#### EXTRAIT SOURCE ####
On aborde cette question dans le chapitre politique de notre livre (p.235, NDI). Mais c’est du Politique qu’il s’agit, avec un grand P. C’est-à-dire que quand on prend conscience de tout cela, quand on le ressent et qu’on a envie de faire des choses, il faut agir collectivement et là on en vient à la dimension politique au sens large. A ce niveau là, pas de souci, nous souhaitons participer à l’organisation collective de ce qui nous arrive. Ce n’est pas du tout une question d’étiquettes, de partis, etc. Et la collapsologie s’interroge sur les modes d’organisations qui ont mené à un effondrement ou ont survécu à un effondrement. On est vraiment dans la recherche des modes d’organisation. C’est ça la posture.
####
*TRAVAIL DEMANDÉ*.
a: D'après l'extrait sur la collapsologie, sur quoi la collapsologie s'interroge-t-elle ?
b: Recopiez à l'identique le passage de l'extrait qui va de « On aborde cette » à « ça la posture. ».
La liste forme un matériau distinct de l'extrait.
#### MATÉRIEL FOURNI ####
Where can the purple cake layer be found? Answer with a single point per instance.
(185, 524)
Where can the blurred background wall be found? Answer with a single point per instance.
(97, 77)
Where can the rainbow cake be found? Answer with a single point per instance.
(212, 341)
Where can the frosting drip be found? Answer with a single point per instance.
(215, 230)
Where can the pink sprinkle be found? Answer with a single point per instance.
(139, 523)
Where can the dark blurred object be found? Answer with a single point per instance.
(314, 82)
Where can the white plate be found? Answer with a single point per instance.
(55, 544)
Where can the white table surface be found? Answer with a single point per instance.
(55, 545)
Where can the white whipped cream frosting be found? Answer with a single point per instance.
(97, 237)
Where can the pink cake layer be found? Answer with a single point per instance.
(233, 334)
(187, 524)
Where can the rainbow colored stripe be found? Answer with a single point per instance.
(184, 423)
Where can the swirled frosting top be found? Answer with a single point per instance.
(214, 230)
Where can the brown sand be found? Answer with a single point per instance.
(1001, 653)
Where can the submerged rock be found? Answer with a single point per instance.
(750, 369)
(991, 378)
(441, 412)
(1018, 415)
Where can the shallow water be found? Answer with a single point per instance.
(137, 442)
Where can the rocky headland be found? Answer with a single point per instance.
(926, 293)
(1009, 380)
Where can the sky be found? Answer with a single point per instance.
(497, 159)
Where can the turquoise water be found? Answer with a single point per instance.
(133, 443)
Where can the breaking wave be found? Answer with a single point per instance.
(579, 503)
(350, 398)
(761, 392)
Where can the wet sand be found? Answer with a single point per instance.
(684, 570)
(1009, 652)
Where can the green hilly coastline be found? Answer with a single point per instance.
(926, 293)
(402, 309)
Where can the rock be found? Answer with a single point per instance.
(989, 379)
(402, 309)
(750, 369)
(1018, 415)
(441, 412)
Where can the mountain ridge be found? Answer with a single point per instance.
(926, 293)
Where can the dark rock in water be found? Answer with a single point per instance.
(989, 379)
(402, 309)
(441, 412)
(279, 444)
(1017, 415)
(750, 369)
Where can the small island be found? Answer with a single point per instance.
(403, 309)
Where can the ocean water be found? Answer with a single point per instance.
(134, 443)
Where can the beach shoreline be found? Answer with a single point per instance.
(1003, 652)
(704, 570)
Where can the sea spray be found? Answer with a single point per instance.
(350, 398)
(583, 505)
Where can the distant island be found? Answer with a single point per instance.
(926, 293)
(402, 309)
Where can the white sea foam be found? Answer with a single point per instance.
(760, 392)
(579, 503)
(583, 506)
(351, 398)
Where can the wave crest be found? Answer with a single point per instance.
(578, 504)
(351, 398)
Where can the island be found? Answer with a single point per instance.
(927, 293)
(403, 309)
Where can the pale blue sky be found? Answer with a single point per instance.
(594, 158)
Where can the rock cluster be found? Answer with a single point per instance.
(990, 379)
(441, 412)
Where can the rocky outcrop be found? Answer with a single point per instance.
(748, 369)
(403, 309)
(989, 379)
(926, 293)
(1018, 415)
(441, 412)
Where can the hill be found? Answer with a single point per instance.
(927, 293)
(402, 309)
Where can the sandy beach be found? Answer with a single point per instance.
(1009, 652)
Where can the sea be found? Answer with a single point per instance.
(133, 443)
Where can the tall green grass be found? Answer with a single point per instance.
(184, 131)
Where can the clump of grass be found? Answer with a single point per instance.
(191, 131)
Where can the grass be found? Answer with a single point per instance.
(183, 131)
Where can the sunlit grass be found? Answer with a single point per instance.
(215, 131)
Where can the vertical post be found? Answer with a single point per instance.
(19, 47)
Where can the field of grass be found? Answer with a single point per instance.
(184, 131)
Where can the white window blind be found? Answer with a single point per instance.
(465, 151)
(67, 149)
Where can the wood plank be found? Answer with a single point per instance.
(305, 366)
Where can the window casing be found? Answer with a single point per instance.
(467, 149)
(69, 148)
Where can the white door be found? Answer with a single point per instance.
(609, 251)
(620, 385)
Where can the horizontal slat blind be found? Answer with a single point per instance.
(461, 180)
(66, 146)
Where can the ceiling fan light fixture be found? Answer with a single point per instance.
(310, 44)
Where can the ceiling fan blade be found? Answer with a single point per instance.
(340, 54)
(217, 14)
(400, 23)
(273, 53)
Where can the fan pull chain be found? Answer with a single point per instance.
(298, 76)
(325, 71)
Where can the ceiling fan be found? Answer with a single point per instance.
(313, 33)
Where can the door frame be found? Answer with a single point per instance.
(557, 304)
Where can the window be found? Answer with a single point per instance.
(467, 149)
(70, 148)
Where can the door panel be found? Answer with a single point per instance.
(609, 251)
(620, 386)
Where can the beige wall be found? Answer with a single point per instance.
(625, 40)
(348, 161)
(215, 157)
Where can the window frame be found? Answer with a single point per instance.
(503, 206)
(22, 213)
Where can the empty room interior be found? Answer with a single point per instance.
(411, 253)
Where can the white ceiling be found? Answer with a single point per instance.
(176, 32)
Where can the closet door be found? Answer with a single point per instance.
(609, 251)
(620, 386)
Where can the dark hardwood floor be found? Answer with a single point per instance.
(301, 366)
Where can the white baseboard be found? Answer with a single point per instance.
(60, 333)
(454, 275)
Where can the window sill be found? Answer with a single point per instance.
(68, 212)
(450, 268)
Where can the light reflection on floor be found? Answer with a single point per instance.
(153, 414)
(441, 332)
####
*RÉPONSES ATTENDUES*.
a: Sur les modes d'organisation qui ont mené à un effondrement ou qui y ont survécu.

b:
On aborde cette question dans le chapitre politique de notre livre (p.235, NDI). Mais c’est du Politique qu’il s’agit, avec un grand P. C’est-à-dire que quand on prend conscience de tout cela, quand on le ressent et qu’on a envie de faire des choses, il faut agir collectivement et là on en vient à la dimension politique au sens large. A ce niveau là, pas de souci, nous souhaitons participer à l’organisation collective de ce qui nous arrive. Ce n’est pas du tout une question d’étiquettes, de partis, etc. Et la collapsologie s’interroge sur les modes d’organisations qui ont mené à un effondrement ou ont survécu à un effondrement. On est vraiment dans la recherche des modes d’organisation. C’est ça la posture.